• _What to work on_
a) Write out the stretch of the nuclear-scare article from "The Story behind" through "and West Asia.", word for word.
b) Recast the stretch of the records from their start through the line containing "[122,40,131,47]" as a numbered list, omitting blank lines.

• _Page text_
The Story behind the nuclear scare By Ameen Izzadeen

In more than one respect, the crisis over Iran's nuclear programme is similar to the North Korean nuclear dispute. The United States has labelled North Korea and Iran as rogue states and the labelling certainly serves Washington's global interests and agenda.

The neocon-scripted document titled Project for the New American Century, which some critics have slammed as Washington's Mein Kampf, expresses concern over US security interests in both East Asia and West Asia.

On East Asia, the document says, "the security of this strategically significant and increasingly tumultuous region has suffered from American neglect". It notes that East Asia has long been an area of great interest to China. "In recent years, China has gradually increased its presence and operations in the region."

• _Data for the task_
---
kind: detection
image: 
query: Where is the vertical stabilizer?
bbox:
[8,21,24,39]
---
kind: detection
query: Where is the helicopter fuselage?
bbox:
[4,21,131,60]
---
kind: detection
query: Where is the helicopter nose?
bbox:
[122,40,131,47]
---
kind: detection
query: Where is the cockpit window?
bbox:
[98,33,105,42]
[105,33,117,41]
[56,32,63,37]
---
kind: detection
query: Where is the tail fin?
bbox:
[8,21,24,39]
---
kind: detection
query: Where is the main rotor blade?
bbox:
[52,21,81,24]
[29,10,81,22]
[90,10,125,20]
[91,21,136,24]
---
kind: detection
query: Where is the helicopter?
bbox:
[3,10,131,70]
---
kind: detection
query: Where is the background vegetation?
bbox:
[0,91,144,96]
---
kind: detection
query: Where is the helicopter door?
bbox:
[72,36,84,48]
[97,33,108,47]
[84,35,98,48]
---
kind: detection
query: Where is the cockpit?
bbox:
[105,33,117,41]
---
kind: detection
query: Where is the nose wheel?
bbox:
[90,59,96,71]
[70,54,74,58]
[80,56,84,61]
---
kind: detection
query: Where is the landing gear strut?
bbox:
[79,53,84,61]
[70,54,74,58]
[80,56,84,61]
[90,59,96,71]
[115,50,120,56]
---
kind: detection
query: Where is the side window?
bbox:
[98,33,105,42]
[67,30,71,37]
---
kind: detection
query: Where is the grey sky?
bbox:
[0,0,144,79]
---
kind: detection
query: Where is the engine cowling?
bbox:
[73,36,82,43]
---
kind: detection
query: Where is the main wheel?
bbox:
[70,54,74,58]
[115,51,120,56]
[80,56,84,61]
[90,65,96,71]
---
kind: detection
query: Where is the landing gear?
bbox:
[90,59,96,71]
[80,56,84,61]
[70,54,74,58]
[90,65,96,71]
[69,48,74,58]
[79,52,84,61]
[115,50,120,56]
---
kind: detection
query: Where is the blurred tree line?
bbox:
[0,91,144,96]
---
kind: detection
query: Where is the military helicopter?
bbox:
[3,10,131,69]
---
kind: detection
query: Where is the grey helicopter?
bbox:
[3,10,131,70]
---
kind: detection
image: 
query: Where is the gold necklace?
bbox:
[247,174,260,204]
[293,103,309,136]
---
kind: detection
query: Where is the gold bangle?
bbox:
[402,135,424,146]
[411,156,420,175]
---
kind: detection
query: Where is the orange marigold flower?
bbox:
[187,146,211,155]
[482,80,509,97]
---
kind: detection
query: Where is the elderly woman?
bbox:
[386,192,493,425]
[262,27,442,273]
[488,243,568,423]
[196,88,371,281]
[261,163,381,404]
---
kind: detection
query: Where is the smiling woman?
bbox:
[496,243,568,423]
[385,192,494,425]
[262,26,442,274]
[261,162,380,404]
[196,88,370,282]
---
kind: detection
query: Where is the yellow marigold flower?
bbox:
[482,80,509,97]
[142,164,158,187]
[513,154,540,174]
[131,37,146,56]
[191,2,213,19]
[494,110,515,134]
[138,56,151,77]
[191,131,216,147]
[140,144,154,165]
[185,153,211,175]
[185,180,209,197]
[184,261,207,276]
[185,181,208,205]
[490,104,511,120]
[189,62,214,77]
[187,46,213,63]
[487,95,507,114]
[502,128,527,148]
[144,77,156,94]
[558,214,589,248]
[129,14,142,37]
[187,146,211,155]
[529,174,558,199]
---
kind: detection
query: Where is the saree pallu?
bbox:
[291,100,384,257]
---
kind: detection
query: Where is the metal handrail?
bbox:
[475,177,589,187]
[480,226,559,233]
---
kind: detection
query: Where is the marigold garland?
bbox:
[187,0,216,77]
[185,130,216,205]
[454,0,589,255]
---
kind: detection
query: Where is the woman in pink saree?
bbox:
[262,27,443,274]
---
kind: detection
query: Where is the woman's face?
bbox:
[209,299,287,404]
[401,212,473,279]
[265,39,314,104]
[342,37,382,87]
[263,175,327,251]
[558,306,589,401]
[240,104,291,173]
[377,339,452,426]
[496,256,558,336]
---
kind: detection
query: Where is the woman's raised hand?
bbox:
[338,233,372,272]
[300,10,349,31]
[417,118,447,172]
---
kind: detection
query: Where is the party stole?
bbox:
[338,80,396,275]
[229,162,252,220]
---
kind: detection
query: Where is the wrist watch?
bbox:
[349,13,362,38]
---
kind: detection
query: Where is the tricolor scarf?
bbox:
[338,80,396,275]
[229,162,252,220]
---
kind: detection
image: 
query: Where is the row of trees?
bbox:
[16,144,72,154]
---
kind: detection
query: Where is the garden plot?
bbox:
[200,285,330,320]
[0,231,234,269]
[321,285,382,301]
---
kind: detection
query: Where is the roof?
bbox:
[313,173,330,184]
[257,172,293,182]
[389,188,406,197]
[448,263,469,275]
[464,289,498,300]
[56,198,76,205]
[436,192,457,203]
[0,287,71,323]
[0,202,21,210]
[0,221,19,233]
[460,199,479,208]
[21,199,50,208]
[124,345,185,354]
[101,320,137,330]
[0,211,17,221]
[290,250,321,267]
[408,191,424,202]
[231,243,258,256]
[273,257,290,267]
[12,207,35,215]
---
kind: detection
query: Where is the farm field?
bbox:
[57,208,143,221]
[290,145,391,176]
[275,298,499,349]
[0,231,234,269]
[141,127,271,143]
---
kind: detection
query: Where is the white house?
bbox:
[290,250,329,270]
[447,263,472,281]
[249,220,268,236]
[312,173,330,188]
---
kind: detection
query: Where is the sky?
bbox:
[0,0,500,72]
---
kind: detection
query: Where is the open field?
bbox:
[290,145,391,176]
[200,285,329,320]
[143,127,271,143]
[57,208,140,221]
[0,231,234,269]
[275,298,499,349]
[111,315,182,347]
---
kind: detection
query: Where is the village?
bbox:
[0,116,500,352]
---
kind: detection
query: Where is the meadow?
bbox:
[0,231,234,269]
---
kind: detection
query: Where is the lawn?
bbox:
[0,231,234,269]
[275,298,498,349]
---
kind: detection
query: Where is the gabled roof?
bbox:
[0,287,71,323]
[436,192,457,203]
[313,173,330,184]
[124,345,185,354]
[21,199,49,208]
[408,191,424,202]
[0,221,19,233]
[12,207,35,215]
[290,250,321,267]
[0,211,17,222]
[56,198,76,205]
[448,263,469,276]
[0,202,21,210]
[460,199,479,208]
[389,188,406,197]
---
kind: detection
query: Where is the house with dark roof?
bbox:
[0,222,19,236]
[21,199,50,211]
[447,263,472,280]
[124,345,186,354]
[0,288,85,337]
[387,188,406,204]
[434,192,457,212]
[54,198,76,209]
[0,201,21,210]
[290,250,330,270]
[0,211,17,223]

• _Exercise results_
a)
The Story behind the nuclear scare By Ameen Izzadeen

In more than one respect, the crisis over Iran's nuclear programme is similar to the North Korean nuclear dispute. The United States has labelled North Korea and Iran as rogue states and the labelling certainly serves Washington's global interests and agenda.

The neocon-scripted document titled Project for the New American Century, which some critics have slammed as Washington's Mein Kampf, expresses concern over US security interests in both East Asia and West Asia.

b)
1. ---
2. kind: detection
3. image: 
4. query: Where is the vertical stabilizer?
5. bbox:
6. [8,21,24,39]
7. ---
8. kind: detection
9. query: Where is the helicopter fuselage?
10. bbox:
11. [4,21,131,60]
12. ---
13. kind: detection
14. query: Where is the helicopter nose?
15. bbox:
16. [122,40,131,47]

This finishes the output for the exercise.